# Selected passage
※ ※ ※

Opposed by Catholic conservatives

Redazione Ansa

(ANSA) - Rome, December 6 - Some 3,005 amendments have been filed to a bill on living wills currently before the Senate, sources said Wednesday. The bill, whose passage depends on the anti-establishment 5-Star Movement (M5S) upholding a pledge to vote with the ruling centre-left Democratic Party (PD), is opposed by conservative Catholics across the political spectrum and in particular by junior government partner, the centrist Popular Alternative (AP) party.
    The M5S last week said it would back the PD's bid to finally pass a bill introducing living wills.
    PD leader Matteo Renzi said recently the time had come to pass the legislation, saying that Pope Francis was ahead of many of Italy's politicians on a range of end-of-life issues.
    Deputy M5S House Whip Matteo Mantero said "after a long impasse in the Senate, the PD seems to have freed itself up on living wills.
    "Now we will bring into the Senate this law and approve it, without shoddy compromises or changes that debase its value," Mantero said.
    "The M5S has been there since the very first minute and already in the House, voting in favour of the law, supported the approval of a measure that Italian citizens have been waiting for for too long: a civilised law that can guarantee a right that has been denied up to day".

※ ※ ※

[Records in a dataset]

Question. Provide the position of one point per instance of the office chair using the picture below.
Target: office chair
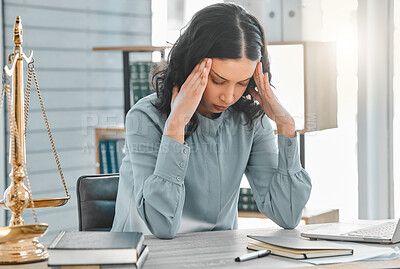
(96, 201)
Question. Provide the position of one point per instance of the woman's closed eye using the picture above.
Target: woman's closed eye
(243, 84)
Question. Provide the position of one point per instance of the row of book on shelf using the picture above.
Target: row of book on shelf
(140, 79)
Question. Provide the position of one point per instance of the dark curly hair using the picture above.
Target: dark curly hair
(217, 31)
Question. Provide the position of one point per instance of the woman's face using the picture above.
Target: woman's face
(227, 81)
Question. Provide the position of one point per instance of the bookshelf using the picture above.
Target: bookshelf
(106, 134)
(126, 70)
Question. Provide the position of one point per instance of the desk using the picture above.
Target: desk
(218, 250)
(310, 215)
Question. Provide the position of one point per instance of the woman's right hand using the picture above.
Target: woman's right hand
(185, 101)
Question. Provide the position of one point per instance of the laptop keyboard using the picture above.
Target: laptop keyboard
(384, 230)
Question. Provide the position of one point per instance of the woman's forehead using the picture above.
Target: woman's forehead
(234, 69)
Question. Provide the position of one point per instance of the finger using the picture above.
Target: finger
(196, 74)
(256, 96)
(174, 94)
(198, 81)
(204, 79)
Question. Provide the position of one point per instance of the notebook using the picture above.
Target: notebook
(95, 248)
(385, 233)
(296, 248)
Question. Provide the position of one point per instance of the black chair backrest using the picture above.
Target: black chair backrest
(96, 201)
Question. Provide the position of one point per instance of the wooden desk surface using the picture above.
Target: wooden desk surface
(218, 250)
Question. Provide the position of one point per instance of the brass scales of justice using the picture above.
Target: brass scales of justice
(19, 242)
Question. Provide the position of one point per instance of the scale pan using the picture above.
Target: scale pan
(41, 203)
(22, 232)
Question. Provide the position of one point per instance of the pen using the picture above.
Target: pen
(254, 255)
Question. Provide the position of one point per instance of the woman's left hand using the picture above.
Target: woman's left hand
(274, 110)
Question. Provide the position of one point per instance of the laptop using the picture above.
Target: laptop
(384, 233)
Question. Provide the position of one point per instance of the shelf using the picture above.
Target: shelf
(132, 49)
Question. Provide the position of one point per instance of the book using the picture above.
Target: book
(296, 248)
(120, 152)
(95, 248)
(112, 154)
(103, 147)
(245, 191)
(248, 199)
(139, 264)
(247, 207)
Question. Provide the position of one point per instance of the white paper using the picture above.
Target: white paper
(362, 252)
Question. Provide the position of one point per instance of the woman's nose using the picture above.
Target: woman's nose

※ ※ ※

# Action item
Answer these three questions using the article on the living-wills bill above:
1. About how many amendments have been filed to the bill?
2. Which party is named as particularly opposed to the bill?
3. According to Matteo Renzi, who was ahead of many of Italy's politicians on end-of-life issues?

# Problem solution
1. Some 3,005.
2. The centrist Popular Alternative (AP) party, the junior government partner.
3. Pope Francis.